▸ **TEXT FOR ANALYSIS**
No, the ACA Hasn’t Ended Medical Bankruptcy
I find Brian Beutler’s criticism of claims made by Sen. Chuck Schumer (D-NY) about health care reform in 2009 to be emblematic of why Democrats and liberals have not been able to sell the ACA to the public. From the New Republic:
Substantively, Schumer is understating how positive the Affordable Care Act is to the middle class—even if the law’s middle-class benefits, and the security net it places under middle-income people, aren’t always obvious or tangible. Most middle class people already had health insurance, but their risk of losing it, or of experiencing a medical bankruptcy despite their coverage, has essentially disappeared.
While Democrats, liberals, and President Obama frequently made the claim that the Affordable Care Act would eliminates medical bankruptcies it simply isn’t true. We know from Massachusetts that medical bankruptcy remains common even after their health care law was adopted.
Under the law the out of pocket maximums are still too high for many people to afford and there are still serious holes in the coverage protection. Just this month there was a high profile story of a women who faces medical bankruptcy because the ambulance took her to an out of network hospital. The ACA does improve the situation for some, but doesn’t fix the problem.
Instead of making the law actually do what Democrats promised (i.e. making insurance truly affordable, making shopping for coverage very easy, provide complete consumer protection, and eliminating medical bankruptcy) they just hopped the public would be too stupid to notice its shortcomings. It is a clear case of over promising and under delivering.
Unfortunately, many supporters of the ACA have actually bought their own hype and now seem genuinely confused why the public is disappointed. Democrats aren’t going to be able really fix the ACA and creating something the public will support, until they stop the self-delusion.

[Records in a dataset]
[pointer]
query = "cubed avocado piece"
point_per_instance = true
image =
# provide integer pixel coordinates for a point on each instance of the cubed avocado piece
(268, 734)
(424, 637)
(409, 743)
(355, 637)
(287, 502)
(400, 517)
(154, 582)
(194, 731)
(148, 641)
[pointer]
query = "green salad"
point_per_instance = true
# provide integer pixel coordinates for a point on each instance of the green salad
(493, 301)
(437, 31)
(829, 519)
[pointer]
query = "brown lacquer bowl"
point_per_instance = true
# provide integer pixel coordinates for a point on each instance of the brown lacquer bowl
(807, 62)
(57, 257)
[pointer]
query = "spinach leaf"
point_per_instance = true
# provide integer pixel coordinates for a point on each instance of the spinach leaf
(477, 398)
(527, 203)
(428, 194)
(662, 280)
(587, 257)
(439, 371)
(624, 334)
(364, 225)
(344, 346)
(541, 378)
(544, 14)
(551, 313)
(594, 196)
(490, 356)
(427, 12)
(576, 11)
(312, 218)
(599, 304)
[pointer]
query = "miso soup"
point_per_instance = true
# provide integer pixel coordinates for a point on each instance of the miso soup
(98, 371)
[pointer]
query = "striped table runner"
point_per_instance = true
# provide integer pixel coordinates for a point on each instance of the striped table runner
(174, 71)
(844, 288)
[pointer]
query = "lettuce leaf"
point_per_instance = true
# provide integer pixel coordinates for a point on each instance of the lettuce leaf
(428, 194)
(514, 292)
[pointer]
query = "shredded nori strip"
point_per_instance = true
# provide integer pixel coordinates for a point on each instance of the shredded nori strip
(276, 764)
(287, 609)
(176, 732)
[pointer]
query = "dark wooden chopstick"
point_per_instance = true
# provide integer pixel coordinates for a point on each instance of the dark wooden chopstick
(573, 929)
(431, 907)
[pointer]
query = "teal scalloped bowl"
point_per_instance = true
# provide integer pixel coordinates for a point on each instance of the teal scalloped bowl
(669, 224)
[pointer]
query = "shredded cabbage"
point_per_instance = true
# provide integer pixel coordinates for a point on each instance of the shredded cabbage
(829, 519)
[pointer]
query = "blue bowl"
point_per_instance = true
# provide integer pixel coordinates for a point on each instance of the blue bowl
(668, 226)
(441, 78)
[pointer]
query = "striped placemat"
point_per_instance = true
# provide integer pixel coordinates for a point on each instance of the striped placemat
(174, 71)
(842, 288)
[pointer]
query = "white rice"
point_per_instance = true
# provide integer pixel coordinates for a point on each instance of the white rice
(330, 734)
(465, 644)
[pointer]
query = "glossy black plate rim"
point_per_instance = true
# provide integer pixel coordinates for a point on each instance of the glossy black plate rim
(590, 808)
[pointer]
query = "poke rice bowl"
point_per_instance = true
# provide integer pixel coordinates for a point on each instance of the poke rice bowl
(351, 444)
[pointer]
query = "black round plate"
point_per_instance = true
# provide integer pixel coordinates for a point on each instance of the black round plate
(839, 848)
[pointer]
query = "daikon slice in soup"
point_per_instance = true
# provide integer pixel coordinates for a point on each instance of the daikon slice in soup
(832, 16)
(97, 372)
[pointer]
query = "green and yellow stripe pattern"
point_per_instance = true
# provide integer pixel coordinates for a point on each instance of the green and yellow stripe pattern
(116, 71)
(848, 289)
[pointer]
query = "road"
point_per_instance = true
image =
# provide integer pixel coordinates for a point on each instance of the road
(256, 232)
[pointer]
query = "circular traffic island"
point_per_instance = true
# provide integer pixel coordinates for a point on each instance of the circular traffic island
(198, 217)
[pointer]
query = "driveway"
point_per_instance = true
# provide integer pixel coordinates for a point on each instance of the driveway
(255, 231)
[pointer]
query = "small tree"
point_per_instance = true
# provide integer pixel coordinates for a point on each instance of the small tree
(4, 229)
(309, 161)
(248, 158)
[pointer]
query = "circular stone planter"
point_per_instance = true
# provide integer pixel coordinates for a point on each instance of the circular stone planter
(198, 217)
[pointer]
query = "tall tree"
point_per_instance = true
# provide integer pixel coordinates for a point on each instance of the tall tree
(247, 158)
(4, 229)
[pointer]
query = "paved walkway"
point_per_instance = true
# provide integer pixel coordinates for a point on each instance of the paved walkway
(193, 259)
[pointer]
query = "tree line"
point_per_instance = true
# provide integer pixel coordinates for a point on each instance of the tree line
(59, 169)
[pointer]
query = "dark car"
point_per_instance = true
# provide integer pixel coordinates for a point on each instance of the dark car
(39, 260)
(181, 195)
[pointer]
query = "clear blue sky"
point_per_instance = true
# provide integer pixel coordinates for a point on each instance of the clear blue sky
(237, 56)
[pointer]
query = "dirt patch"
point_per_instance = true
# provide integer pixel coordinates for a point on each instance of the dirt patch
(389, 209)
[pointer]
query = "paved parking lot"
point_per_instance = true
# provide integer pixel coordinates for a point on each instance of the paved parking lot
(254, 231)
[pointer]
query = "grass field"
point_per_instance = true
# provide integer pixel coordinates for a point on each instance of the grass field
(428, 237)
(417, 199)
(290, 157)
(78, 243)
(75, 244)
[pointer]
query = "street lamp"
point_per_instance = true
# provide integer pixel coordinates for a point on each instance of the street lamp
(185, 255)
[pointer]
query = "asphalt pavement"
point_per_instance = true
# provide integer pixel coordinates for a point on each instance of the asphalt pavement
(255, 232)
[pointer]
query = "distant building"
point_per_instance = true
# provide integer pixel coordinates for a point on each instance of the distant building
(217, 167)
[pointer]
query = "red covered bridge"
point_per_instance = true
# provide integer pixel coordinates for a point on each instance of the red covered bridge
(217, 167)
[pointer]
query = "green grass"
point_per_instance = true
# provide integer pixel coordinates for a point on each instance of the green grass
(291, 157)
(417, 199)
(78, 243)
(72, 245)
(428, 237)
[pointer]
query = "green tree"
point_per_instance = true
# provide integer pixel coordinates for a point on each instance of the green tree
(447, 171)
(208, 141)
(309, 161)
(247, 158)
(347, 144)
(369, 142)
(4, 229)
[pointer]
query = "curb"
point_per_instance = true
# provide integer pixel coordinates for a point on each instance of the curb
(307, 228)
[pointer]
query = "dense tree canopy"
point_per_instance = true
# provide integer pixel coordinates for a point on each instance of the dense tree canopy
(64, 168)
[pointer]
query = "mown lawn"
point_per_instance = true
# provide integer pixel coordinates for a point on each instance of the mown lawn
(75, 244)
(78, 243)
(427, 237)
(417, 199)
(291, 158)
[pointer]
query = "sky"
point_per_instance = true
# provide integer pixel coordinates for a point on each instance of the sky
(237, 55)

▸ **CHECK YOUR UNDERSTANDING**
A) In the post on the ACA and medical bankruptcy, why does the woman in this month's high-profile story face medical bankruptcy?
B) List the things the post on the ACA and medical bankruptcy says Democrats promised the law would do.

▸ **SOLVED TASKS**
A) The ambulance took her to an out-of-network hospital.

B)
- Making insurance truly affordable
- Making shopping for coverage very easy
- Providing complete consumer protection
- Eliminating medical bankruptcy